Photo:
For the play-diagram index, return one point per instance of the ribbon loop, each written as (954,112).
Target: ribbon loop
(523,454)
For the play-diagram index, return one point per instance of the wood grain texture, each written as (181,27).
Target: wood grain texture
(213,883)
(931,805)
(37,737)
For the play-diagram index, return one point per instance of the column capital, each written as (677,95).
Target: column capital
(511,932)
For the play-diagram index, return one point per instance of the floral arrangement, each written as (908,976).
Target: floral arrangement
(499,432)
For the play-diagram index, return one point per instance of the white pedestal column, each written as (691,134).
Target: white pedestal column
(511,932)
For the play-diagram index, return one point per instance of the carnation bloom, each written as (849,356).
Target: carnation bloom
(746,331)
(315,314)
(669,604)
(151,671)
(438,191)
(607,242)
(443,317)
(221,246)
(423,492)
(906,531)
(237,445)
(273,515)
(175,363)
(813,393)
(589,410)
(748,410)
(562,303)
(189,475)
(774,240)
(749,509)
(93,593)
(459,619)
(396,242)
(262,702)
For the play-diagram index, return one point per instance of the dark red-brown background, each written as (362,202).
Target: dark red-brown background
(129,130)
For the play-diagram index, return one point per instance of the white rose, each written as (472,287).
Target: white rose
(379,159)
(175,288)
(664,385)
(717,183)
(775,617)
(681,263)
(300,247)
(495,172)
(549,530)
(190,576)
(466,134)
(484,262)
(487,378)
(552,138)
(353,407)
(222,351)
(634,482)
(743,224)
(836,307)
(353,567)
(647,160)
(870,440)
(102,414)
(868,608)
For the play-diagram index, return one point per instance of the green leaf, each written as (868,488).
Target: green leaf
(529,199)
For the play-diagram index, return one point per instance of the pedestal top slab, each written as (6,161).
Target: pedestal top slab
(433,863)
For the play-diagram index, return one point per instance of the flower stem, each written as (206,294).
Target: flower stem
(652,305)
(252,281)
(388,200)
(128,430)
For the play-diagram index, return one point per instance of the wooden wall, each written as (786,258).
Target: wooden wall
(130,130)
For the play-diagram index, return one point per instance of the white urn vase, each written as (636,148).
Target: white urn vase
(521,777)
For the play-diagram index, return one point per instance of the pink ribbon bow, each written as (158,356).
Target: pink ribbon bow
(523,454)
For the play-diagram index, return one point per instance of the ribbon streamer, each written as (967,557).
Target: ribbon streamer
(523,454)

----

Please transcribe all of the data above line for line, with no changes.

Photo:
For the play-diagram index, return one point per instance of the ribbon loop, each written as (954,112).
Target: ribbon loop
(523,454)
For the play-diagram index, return one point per instance of the wood grain texture, each written as (181,27).
Target: wood grain texture
(213,883)
(931,805)
(37,737)
For the play-diagram index, return one point per instance of the column capital, each written as (677,95).
Target: column capital
(511,932)
For the play-diagram index, return one point per instance of the floral arrangement, each written as (908,976).
Target: floral arrangement
(499,432)
For the play-diagram index, return one point per instance of the white pedestal column, each written as (691,134).
Target: white pedestal column
(511,932)
For the play-diagram index, return one point per instance of the carnation bloom, each written as (849,356).
Target: carnation bloom
(746,331)
(315,314)
(669,604)
(151,671)
(438,191)
(607,242)
(443,317)
(221,246)
(423,492)
(906,531)
(237,445)
(273,515)
(175,363)
(813,393)
(589,410)
(748,410)
(562,303)
(189,475)
(774,240)
(749,509)
(93,593)
(459,619)
(396,242)
(262,702)
For the play-diagram index, return one point per instance of the dark red-brown background, each written as (362,202).
Target: dark red-brown background
(129,130)
For the play-diagram index, return one point per instance of the white rose, each written as (472,287).
Target: white rose
(379,159)
(175,288)
(664,385)
(717,183)
(775,617)
(681,263)
(300,247)
(495,172)
(549,530)
(190,576)
(466,134)
(484,262)
(487,378)
(552,138)
(353,407)
(222,351)
(634,482)
(743,224)
(836,307)
(353,567)
(647,160)
(870,440)
(102,414)
(868,608)
For the play-diagram index, return one point per instance of the green leaf, each written as (868,488).
Target: green leaf
(529,199)
For the play-diagram index, return one point per instance of the pedestal top slab, each written as (6,161).
Target: pedestal top slab
(433,863)
For the play-diagram index, return one point per instance of the flower stem, each written as (206,294).
Target: flower stem
(652,305)
(252,281)
(388,200)
(128,430)
For the play-diagram index, return one point per instance of the wooden wall, each written as (786,258).
Target: wooden wall
(130,130)
For the play-diagram index, return one point per instance of the white urn vase, each written as (636,148).
Target: white urn vase
(521,777)
For the play-diagram index, return one point per instance of the pink ribbon bow, each written as (158,356).
Target: pink ribbon bow
(523,454)
For the play-diagram index, return one point per instance of the ribbon streamer, each written as (967,557).
Target: ribbon streamer
(523,454)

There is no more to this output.